_PROMPT 1_: Retype a portion of the passage about the father and his horses word for word, beginning at the words "Which brings me" and stopping after the words "giving it a try.".
_PROMPT 2_: Condense the paragraph of the passage about the father and his horses that opens with "Which brings me to the reason" into a short bulleted list that keeps its main facts.
_PROMPT 3_: Proceed with the passage about the father and his horses, picking up right after its final sentence.

_TEXT EXCERPT_:
━━━━

This would be his heaven. Living, sleeping and eating pie with the horses...

And he admits there hasn’t been a horse in the universe that he has met that he didn’t love. Even the one’s that bucked with him repeatedly for no apparent reason, the ones that will run around the round pen for an hour before they’ll give in and be caught, the ones whose feet are always tender, the ones that walk too slow, the ones that only want to run, the ones that knocked the wind out of his lovely middle daughter time and time again as she found herself launched out of the saddle and whimpering on the hard, clay ground, unable to feel her entire right side.

Nope. Dad liked that horse too. Just not the behavior…of horse or rider I must add. Because in the Horse Whisperer’s eye it is rarely solely the horse’s fault. I suppose Ceasar the dog whisperer has the same theory–it’s misunderstanding. Miscommunication that causes the issues.

And its pops mission in life to talk to the horses, you know, let them know that there is at least one man in the world who will try to understand where the beasts are coming from.

I think he’s been this way since birth.

Which brings me to the reason this ranch has been home to hundreds of horses in his lifetime. They find their way here when someone is having trouble with them. It could be a young colt that needs a start, an older animal with a stubborn streak, a temper, fear or anything in between. Horse owners and friends and friends of friends will somehow find their way to pops who rarely ever says no to giving it a try.

━━━━

(Stored items)
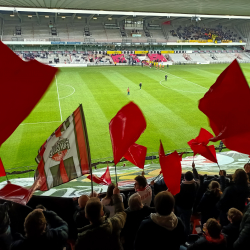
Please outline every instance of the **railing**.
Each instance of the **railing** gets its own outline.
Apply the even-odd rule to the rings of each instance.
[[[215,150],[222,150],[222,149],[226,149],[226,147],[215,146]],[[165,150],[165,154],[169,155],[173,151],[174,150]],[[180,149],[177,149],[176,151],[178,153],[183,153],[183,157],[193,154],[193,151],[190,148],[180,148]],[[151,153],[147,153],[145,160],[152,161],[158,158],[159,158],[158,152],[151,152]],[[125,158],[122,158],[120,163],[122,162],[127,162],[127,160]],[[103,167],[106,167],[107,164],[114,164],[113,157],[110,156],[110,157],[105,157],[105,158],[92,159],[91,166],[96,168],[97,165],[104,165]],[[33,166],[5,169],[5,171],[6,171],[8,178],[13,179],[15,177],[16,178],[34,177],[34,173],[36,169],[37,169],[37,165],[33,165]],[[0,177],[0,182],[4,180],[5,180],[5,177]]]

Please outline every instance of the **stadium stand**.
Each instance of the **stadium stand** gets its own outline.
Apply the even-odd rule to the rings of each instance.
[[[109,200],[111,202],[112,199],[111,206],[115,208],[115,213],[111,216],[105,208],[103,219],[101,219],[100,213],[92,214],[90,211],[101,204],[100,202],[106,197],[106,194],[97,196],[94,193],[90,194],[89,197],[83,195],[73,199],[33,196],[27,206],[0,200],[0,230],[2,230],[1,232],[9,230],[12,235],[15,235],[14,238],[10,238],[8,235],[1,236],[1,247],[9,249],[11,245],[11,250],[23,249],[22,246],[25,244],[26,249],[30,249],[34,247],[34,244],[40,242],[36,249],[81,249],[83,245],[84,249],[97,249],[95,248],[97,246],[101,246],[103,249],[107,249],[105,246],[109,246],[109,249],[112,249],[110,248],[112,244],[118,244],[114,249],[122,249],[123,245],[124,250],[127,250],[131,249],[134,244],[134,249],[152,249],[155,245],[162,246],[163,241],[166,242],[168,239],[167,242],[169,246],[172,246],[171,249],[179,249],[180,246],[180,249],[201,249],[201,247],[203,249],[208,242],[210,242],[210,248],[206,249],[247,249],[248,237],[245,235],[250,233],[250,205],[246,204],[250,196],[248,185],[250,164],[245,164],[244,168],[236,170],[233,176],[226,175],[225,171],[220,171],[219,176],[199,175],[194,164],[192,172],[188,171],[182,174],[181,191],[174,197],[169,192],[164,191],[167,190],[167,187],[162,177],[147,184],[143,173],[135,178],[135,186],[138,190],[123,191],[122,199],[118,196],[120,193],[118,188],[112,188],[113,195],[109,194],[111,196]],[[146,187],[147,191],[140,191],[144,190],[142,187],[144,189]],[[143,192],[149,191],[152,193],[152,196],[149,196],[150,207],[145,205],[142,198],[144,197]],[[234,203],[235,200],[237,203]],[[108,206],[106,203],[105,206]],[[172,205],[167,206],[167,204]],[[64,209],[61,209],[62,207]],[[41,210],[36,210],[36,208]],[[172,212],[173,208],[175,208],[174,212]],[[191,213],[188,215],[187,211]],[[242,211],[246,211],[243,216]],[[158,213],[158,216],[161,215],[166,219],[158,218],[155,212]],[[89,215],[88,219],[85,218],[85,213]],[[6,220],[4,224],[2,215],[8,216],[10,221]],[[235,217],[236,215],[237,217]],[[43,223],[48,223],[47,228],[42,233],[36,231],[39,225],[37,223],[41,223],[41,221],[35,220],[34,216],[41,216]],[[33,221],[29,228],[28,218],[30,223]],[[171,224],[173,227],[171,229],[167,218],[176,221]],[[99,240],[95,243],[90,241],[93,229],[91,229],[92,226],[89,226],[89,221],[98,228],[94,237],[101,239],[102,235],[105,235],[108,239],[116,237],[116,240],[112,238],[112,244],[111,240]],[[110,225],[110,223],[114,223],[115,227],[122,225],[119,226],[119,229],[117,228],[117,230],[121,230],[121,238],[120,233],[116,236],[109,236],[106,227],[103,226]],[[206,226],[203,227],[204,223]],[[213,230],[215,230],[212,226],[213,223],[217,223],[218,236],[213,234]],[[77,228],[77,225],[87,227]],[[184,225],[186,226],[184,227]],[[202,229],[207,234],[209,233],[212,238],[219,237],[221,240],[213,241],[204,238],[203,234],[197,233]],[[59,234],[50,238],[50,230],[58,231]],[[237,230],[239,230],[238,233]],[[23,237],[25,232],[26,236]],[[38,233],[36,243],[28,236],[32,232]],[[162,237],[162,234],[165,237]],[[146,242],[145,235],[147,236]],[[153,237],[149,237],[149,235]],[[60,238],[59,241],[57,237]],[[227,248],[224,246],[225,241],[227,241]],[[57,244],[56,248],[55,243]]]
[[[152,62],[166,62],[167,59],[161,54],[148,54],[149,60]]]
[[[124,57],[124,54],[121,55],[111,55],[114,63],[126,63],[127,60]]]

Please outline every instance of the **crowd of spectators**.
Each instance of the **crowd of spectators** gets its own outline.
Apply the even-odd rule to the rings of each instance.
[[[36,206],[24,220],[24,233],[14,229],[13,203],[5,202],[0,205],[0,249],[249,249],[249,175],[250,163],[230,178],[224,170],[218,176],[199,175],[193,163],[173,196],[163,177],[149,185],[142,172],[128,195],[111,183],[105,196],[93,192],[73,198],[73,226]],[[200,230],[194,231],[194,218]]]
[[[199,27],[195,25],[190,25],[187,27],[182,27],[181,25],[176,30],[170,31],[172,36],[178,37],[180,40],[209,40],[222,41],[222,40],[232,40],[236,42],[241,40],[229,28],[222,28],[222,25],[217,25],[215,28]]]

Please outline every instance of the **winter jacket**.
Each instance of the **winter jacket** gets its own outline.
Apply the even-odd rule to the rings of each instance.
[[[122,250],[120,231],[126,221],[126,213],[119,195],[113,195],[115,215],[99,223],[85,226],[78,233],[75,250]]]
[[[193,169],[195,180],[186,181],[181,183],[181,190],[175,196],[175,205],[181,209],[190,210],[194,206],[196,194],[200,186],[197,170]]]
[[[210,184],[211,181],[217,181],[217,182],[219,182],[220,183],[220,189],[221,189],[221,191],[224,191],[225,188],[227,188],[230,185],[230,179],[227,178],[227,177],[225,177],[225,176],[223,176],[223,175],[221,175],[219,177],[215,176],[214,178],[209,179],[209,180],[207,180],[207,179],[204,178],[204,182],[203,182],[203,185],[202,185],[203,188],[204,188],[204,190],[208,189],[208,185]]]
[[[240,233],[238,239],[234,242],[234,249],[249,250],[250,246],[250,205],[248,205],[240,224]]]
[[[224,213],[227,213],[232,207],[243,211],[248,196],[249,189],[247,186],[233,184],[224,190],[217,203],[217,208]]]
[[[68,239],[68,224],[52,211],[43,211],[50,225],[40,237],[26,238],[21,234],[12,243],[11,250],[62,250]]]
[[[202,236],[194,244],[188,247],[187,250],[226,250],[227,241],[226,238],[219,239],[216,242],[208,241],[205,236]]]
[[[141,222],[151,213],[155,213],[155,208],[143,206],[142,209],[131,211],[129,208],[125,210],[127,214],[126,223],[121,231],[121,237],[124,240],[124,249],[133,249],[135,236],[140,227]]]
[[[10,205],[7,202],[4,204],[0,204],[0,235],[4,234],[10,225],[10,218],[8,211],[10,209]]]
[[[240,233],[240,222],[230,223],[223,227],[222,233],[227,235],[227,249],[232,250],[234,242],[238,239]]]
[[[217,218],[219,211],[216,207],[217,202],[220,200],[220,196],[216,196],[213,191],[207,191],[197,207],[197,212],[201,212],[205,218]]]
[[[135,237],[134,250],[179,250],[185,240],[185,227],[180,218],[173,212],[168,216],[156,213],[142,221]]]
[[[103,207],[103,211],[105,216],[108,218],[110,215],[109,210]],[[79,208],[79,210],[75,212],[73,218],[75,221],[76,228],[83,228],[89,225],[89,220],[85,217],[85,208]]]

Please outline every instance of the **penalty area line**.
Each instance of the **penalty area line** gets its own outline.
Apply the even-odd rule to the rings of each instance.
[[[57,85],[56,75],[55,75],[55,79],[56,79],[57,99],[58,99],[58,103],[59,103],[60,117],[61,117],[61,122],[62,122],[62,111],[61,111],[61,104],[60,104],[60,98],[59,98],[59,92],[58,92],[58,85]]]
[[[34,123],[21,123],[20,125],[30,125],[30,124],[44,124],[44,123],[54,123],[54,122],[62,122],[62,121],[52,121],[52,122],[34,122]]]

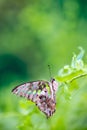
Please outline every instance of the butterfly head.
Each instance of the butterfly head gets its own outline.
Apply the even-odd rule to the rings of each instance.
[[[51,83],[52,83],[53,90],[56,92],[58,89],[58,82],[54,78],[52,78]]]

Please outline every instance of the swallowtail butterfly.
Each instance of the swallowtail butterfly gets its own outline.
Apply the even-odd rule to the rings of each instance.
[[[44,80],[27,82],[15,87],[12,92],[34,102],[49,118],[56,110],[57,89],[58,83],[51,79],[50,82]]]

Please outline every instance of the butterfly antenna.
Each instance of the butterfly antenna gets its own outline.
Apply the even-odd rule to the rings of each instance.
[[[51,67],[50,65],[48,65],[48,69],[49,69],[49,76],[50,76],[50,79],[52,78],[52,74],[51,74]]]

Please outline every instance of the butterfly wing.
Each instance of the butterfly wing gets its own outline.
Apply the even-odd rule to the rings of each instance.
[[[55,100],[52,97],[52,86],[47,81],[34,81],[15,87],[12,92],[33,101],[38,108],[50,117],[55,112]]]

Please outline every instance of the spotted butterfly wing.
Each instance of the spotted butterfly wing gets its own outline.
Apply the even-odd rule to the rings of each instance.
[[[12,92],[33,101],[47,117],[50,117],[56,109],[55,93],[57,86],[58,84],[54,79],[51,82],[40,80],[19,85]]]

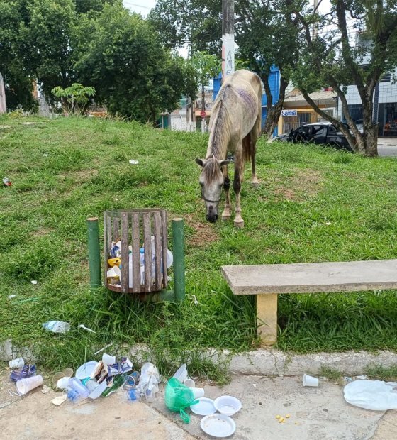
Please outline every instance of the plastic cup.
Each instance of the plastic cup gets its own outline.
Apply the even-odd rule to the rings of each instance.
[[[172,377],[175,378],[175,379],[178,379],[178,380],[183,383],[187,379],[187,368],[186,363],[181,365]]]
[[[60,390],[65,390],[65,388],[69,386],[69,381],[70,378],[67,378],[66,376],[61,378],[57,382],[57,388],[59,388]]]
[[[313,376],[309,376],[307,374],[304,374],[303,384],[304,387],[318,387],[318,379],[317,378],[313,378]]]
[[[199,399],[204,397],[204,388],[189,388],[193,391],[193,395],[195,399]]]
[[[63,371],[58,371],[57,373],[55,373],[55,374],[52,376],[52,385],[57,387],[57,385],[58,383],[58,380],[62,378],[65,378],[65,375],[66,375]]]
[[[110,354],[104,353],[102,355],[102,361],[107,365],[112,365],[116,363],[116,356],[111,356]]]
[[[72,368],[69,368],[69,367],[63,370],[62,373],[65,374],[65,376],[67,376],[68,378],[72,378],[72,376],[73,375],[73,370]]]
[[[188,378],[184,382],[184,385],[189,388],[194,388],[196,387],[196,383],[193,379]]]
[[[43,376],[40,375],[19,379],[16,384],[16,391],[20,396],[23,396],[40,385],[43,385]]]
[[[10,368],[22,368],[24,365],[25,361],[23,361],[23,358],[17,358],[9,362]]]

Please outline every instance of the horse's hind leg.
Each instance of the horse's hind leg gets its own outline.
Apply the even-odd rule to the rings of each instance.
[[[261,117],[258,116],[255,126],[251,130],[251,162],[252,164],[252,174],[251,175],[251,185],[257,188],[259,186],[258,178],[257,177],[257,171],[255,168],[255,155],[257,154],[257,141],[261,130]]]
[[[230,201],[230,180],[228,175],[228,167],[223,167],[223,189],[225,189],[225,209],[222,213],[222,220],[226,221],[230,219],[230,209],[232,202]]]
[[[236,154],[235,157],[235,178],[233,189],[235,194],[235,217],[234,226],[237,228],[244,228],[244,220],[241,216],[241,205],[240,204],[240,192],[244,177],[244,159],[241,154]]]

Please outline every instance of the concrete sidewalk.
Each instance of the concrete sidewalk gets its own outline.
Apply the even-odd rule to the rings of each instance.
[[[397,410],[374,412],[346,403],[343,390],[332,380],[320,379],[317,388],[304,387],[301,377],[269,378],[234,376],[220,389],[203,386],[206,396],[239,398],[242,408],[233,416],[235,440],[395,440]],[[191,413],[189,424],[164,405],[162,386],[153,404],[127,403],[121,390],[108,397],[73,406],[50,403],[60,392],[47,394],[41,387],[24,397],[15,390],[8,372],[0,375],[0,438],[10,440],[210,440],[200,427],[201,416]],[[279,423],[277,415],[290,417]],[[295,422],[298,422],[298,424]]]

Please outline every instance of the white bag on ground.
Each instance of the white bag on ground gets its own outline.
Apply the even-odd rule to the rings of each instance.
[[[360,408],[375,411],[397,409],[397,388],[396,382],[383,380],[354,380],[344,388],[345,400],[347,403]]]
[[[144,363],[140,371],[138,387],[147,400],[148,396],[155,397],[159,390],[157,384],[160,383],[160,375],[157,367],[150,362]]]

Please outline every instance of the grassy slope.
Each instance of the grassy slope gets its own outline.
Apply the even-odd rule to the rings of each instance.
[[[25,125],[28,121],[32,125]],[[132,123],[0,118],[0,341],[40,342],[54,368],[77,366],[109,341],[177,357],[257,343],[252,298],[233,297],[229,264],[396,258],[397,163],[321,148],[258,143],[261,185],[242,190],[245,228],[205,222],[196,156],[207,138]],[[140,163],[132,165],[128,159]],[[86,218],[162,207],[186,224],[186,301],[137,303],[89,290]],[[327,224],[330,223],[330,224]],[[170,244],[172,246],[172,243]],[[38,285],[30,281],[37,280]],[[16,297],[9,299],[9,295]],[[37,301],[13,301],[40,297]],[[278,347],[299,352],[397,348],[396,292],[281,295]],[[44,331],[51,319],[65,335]],[[77,326],[84,324],[94,335]]]

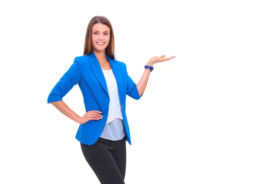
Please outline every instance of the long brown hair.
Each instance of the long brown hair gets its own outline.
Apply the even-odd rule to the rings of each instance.
[[[110,29],[110,40],[108,45],[105,49],[105,53],[109,58],[116,59],[115,55],[115,39],[112,26],[108,19],[105,17],[101,16],[96,16],[93,17],[89,23],[87,27],[86,34],[85,34],[84,55],[90,54],[93,51],[93,49],[92,40],[93,26],[97,23],[105,24]]]

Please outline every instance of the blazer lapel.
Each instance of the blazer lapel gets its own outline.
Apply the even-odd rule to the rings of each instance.
[[[105,80],[105,78],[104,77],[104,75],[103,75],[103,72],[102,70],[99,63],[99,61],[95,54],[93,52],[92,52],[88,56],[89,57],[89,62],[92,67],[92,69],[93,73],[94,73],[95,76],[109,98],[106,80]]]
[[[119,98],[120,99],[122,99],[122,91],[123,89],[123,77],[122,74],[122,71],[120,65],[117,64],[117,61],[111,59],[110,59],[107,55],[106,57],[109,61],[109,63],[112,69],[112,71],[116,78],[116,83],[117,84],[117,88],[118,89],[118,94],[119,94]]]
[[[109,95],[108,94],[106,80],[105,80],[105,78],[104,77],[104,75],[100,65],[99,64],[99,61],[98,60],[95,54],[93,51],[90,54],[88,55],[88,56],[89,57],[89,62],[92,67],[92,69],[93,69],[93,72],[95,76],[109,98]],[[117,64],[117,61],[110,59],[107,55],[106,55],[106,57],[109,62],[110,66],[112,68],[112,71],[113,72],[113,73],[116,78],[116,80],[119,98],[120,99],[122,99],[122,89],[123,88],[123,82],[121,68],[119,65]]]

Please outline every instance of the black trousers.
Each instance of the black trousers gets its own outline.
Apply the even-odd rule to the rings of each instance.
[[[83,154],[102,184],[125,184],[126,168],[125,136],[111,141],[100,137],[93,144],[80,143]]]

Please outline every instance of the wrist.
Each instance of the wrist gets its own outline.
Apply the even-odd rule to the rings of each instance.
[[[76,123],[78,123],[79,124],[80,124],[80,122],[81,122],[80,120],[81,119],[81,117],[79,116],[76,116],[76,118],[75,118],[74,121],[76,121]]]

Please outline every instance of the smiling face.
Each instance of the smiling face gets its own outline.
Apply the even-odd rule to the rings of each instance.
[[[105,51],[110,39],[110,29],[100,23],[93,26],[92,40],[94,51]]]

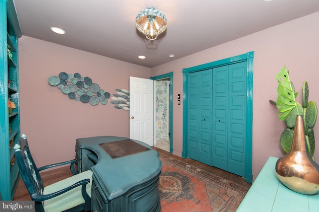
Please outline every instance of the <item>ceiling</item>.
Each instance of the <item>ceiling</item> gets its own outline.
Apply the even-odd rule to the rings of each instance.
[[[14,1],[23,35],[148,68],[319,11],[318,0]],[[166,30],[154,41],[135,27],[136,15],[148,6],[167,19]],[[66,33],[55,34],[52,26]]]

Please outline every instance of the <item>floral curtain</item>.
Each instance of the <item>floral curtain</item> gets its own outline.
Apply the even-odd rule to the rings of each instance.
[[[156,82],[156,139],[168,140],[169,81]]]

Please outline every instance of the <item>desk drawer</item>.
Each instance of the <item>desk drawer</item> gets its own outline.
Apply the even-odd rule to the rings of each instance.
[[[96,180],[94,178],[92,183],[91,204],[92,211],[94,212],[108,212],[108,203],[109,201],[102,195],[100,187]]]
[[[75,159],[76,159],[76,170],[78,173],[82,172],[82,161],[81,161],[81,148],[75,144]]]

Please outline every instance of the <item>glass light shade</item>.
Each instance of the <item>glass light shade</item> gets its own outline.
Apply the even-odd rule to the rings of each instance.
[[[149,40],[155,40],[167,27],[166,16],[152,6],[141,11],[136,16],[136,28]]]

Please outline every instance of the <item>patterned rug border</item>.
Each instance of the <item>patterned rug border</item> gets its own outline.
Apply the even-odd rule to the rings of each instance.
[[[246,195],[249,189],[233,181],[215,175],[214,174],[196,167],[192,165],[189,164],[185,162],[181,161],[169,155],[160,153],[160,158],[161,160],[163,160],[164,161],[165,160],[166,161],[168,161],[166,162],[168,163],[173,163],[174,165],[178,168],[180,168],[181,170],[185,172],[189,172],[189,173],[197,175],[199,177],[201,177],[201,178],[200,179],[201,179],[203,180],[205,180],[208,182],[213,182],[216,184],[226,187],[229,189],[231,189],[243,196]]]

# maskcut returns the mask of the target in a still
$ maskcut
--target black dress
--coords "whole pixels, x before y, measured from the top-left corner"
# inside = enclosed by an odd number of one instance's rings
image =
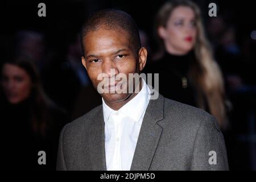
[[[189,76],[195,61],[193,51],[182,56],[166,52],[160,60],[146,65],[144,72],[159,74],[159,92],[164,97],[197,106],[196,88]]]

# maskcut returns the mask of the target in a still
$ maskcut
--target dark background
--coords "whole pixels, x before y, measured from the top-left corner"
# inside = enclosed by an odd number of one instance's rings
[[[148,35],[149,46],[153,53],[157,48],[152,33],[154,19],[157,11],[165,1],[2,1],[0,5],[1,55],[14,48],[15,35],[18,31],[32,30],[44,35],[46,52],[53,53],[54,57],[58,57],[59,60],[64,59],[67,47],[75,41],[86,17],[95,10],[105,8],[118,8],[130,14],[139,28]],[[225,23],[236,31],[236,43],[241,51],[241,59],[236,63],[227,61],[226,63],[219,62],[219,64],[224,75],[228,72],[240,76],[243,86],[240,89],[229,90],[228,96],[234,108],[230,117],[232,130],[225,134],[225,137],[230,169],[256,170],[256,40],[250,37],[251,32],[256,30],[255,1],[193,1],[201,8],[207,35],[208,23],[213,18],[208,16],[208,6],[211,2],[217,5],[217,16],[221,16]],[[39,9],[38,5],[40,2],[46,5],[46,17],[38,16]],[[210,38],[209,38],[210,40]],[[214,53],[217,57],[216,52]],[[220,61],[220,60],[217,61]],[[45,71],[47,72],[47,68]],[[49,88],[46,90],[52,100],[61,105],[61,102],[55,98],[52,93],[54,90]]]

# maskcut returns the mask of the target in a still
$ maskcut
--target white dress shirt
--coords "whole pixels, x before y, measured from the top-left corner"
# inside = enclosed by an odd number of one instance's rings
[[[109,107],[102,98],[108,171],[130,169],[141,125],[150,98],[150,89],[145,81],[142,80],[141,91],[118,110]]]

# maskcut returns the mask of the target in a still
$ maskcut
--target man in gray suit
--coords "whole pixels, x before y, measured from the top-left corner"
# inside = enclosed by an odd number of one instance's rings
[[[96,12],[82,27],[81,43],[82,63],[102,104],[64,126],[57,169],[229,169],[213,117],[160,94],[153,98],[143,79],[124,79],[139,73],[147,58],[130,15],[111,9]],[[102,90],[102,74],[107,81],[118,75],[122,79],[104,82]],[[131,92],[117,92],[131,86]]]

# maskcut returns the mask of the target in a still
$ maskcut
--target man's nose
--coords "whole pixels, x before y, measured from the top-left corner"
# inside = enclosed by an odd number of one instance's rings
[[[115,63],[110,59],[104,60],[102,65],[102,73],[106,74],[109,78],[115,76],[118,73],[118,70]]]

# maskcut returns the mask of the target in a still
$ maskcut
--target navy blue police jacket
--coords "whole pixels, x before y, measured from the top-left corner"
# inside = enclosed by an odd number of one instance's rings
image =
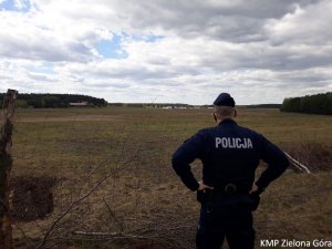
[[[256,181],[264,189],[289,166],[284,153],[261,134],[239,126],[234,120],[224,120],[215,127],[200,129],[174,153],[173,168],[193,191],[199,184],[190,164],[199,158],[203,163],[203,181],[214,187],[234,184],[249,193],[260,159],[268,167]]]

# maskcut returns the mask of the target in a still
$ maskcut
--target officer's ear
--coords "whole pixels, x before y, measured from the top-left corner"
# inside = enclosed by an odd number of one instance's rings
[[[237,115],[238,115],[238,111],[234,108],[234,117],[237,117]]]
[[[214,116],[215,122],[217,122],[218,120],[217,120],[217,115],[215,112],[212,113],[212,116]]]

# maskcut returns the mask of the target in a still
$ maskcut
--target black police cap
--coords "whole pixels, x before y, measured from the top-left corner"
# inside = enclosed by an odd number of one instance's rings
[[[214,105],[235,107],[235,101],[229,95],[229,93],[220,93],[219,96],[214,102]]]

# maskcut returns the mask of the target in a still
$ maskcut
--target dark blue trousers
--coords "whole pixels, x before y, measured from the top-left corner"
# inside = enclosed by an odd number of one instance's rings
[[[252,212],[248,207],[203,205],[196,249],[220,249],[225,238],[230,249],[253,249]]]

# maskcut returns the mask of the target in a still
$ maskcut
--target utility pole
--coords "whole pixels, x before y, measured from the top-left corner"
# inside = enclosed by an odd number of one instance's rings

━━━━

_EXPECTED OUTPUT 1_:
Which brings me to the reason this ranch has been home to hundreds of horses in his lifetime. They find their way here when someone is having trouble with them. It could be a young colt that needs a start, an older animal with a stubborn streak, a temper, fear or anything in between. Horse owners and friends and friends of friends will somehow find their way to pops who rarely ever says no to giving it a try.

_EXPECTED OUTPUT 2_:
- The ranch has been home to hundreds of horses during his lifetime.
- Horses come there when someone is having trouble with them.
- They might be a young colt needing a start or an older animal with a stubborn streak, a temper, fear, or anything in between.
- Horse owners, friends, and friends of friends find their way to him.
- He rarely says no to giving it a try.

_EXPECTED OUTPUT 3_:
And after a few turns around the corral he always falls in love and either offers to buy the horse or to ride it until the owner would like it back.

That’s the first scenario.

The second scenario is how my-mare-who-remains-nameless found her way to our house the first time–because pops went a looking.

Yup, he found himself at a horse sale watching the hand me down animals come through the ring. Horses that others may have given up on, or didn’t have time or room for. He can’t help himself, even when he swears he’s just going to look, he brings his trailer along just in case. And so, about three years ago when I was working in the big town with the horse sale, pops shows up at my office with the trailer. I walked out across the parking lot, stood up on the tire of the rig in my fancy shoes and slacks and peered in to meet two paint mares that would have likely gone to the land of no return.

How lucky they were that pops was there with his horse selecting technique: jumping on them bareback with a halter to test their reaction.

Well they lived up to the test and so we had a couple new mares, one, the one I call mine, happened to be at the prime of her life. 8 or 9 years old, cowy, quick, sound, calm with just the right amount of energy. Yup. A great little horse. Pops was thrilled. But this is where it gets a little complicated, so hang in there with me.

Pops is like personal shopper when it comes to picking out equines. He was so thrilled with this purchase, but at the time he was the only one riding horses on the place and what he really wanted was his buckskin back. So he called his buddy in the badlands. The buddy who currently owned his beloved buckskin horse, acquired through a previous horse trading deal (there have been multiple in this friendship). He said “buddy, I have a horse for you. You’ll love her. She fantastic. Wanna trade back?”

And his buddy did.

So pops had the buckskin and his badlands buddy had the mare. The mare he titled “Left’er,” claiming that pops had just come around one day and, well..left ‘er. Apparently that horse trade story didn’t sound the same when badlands buddy told it.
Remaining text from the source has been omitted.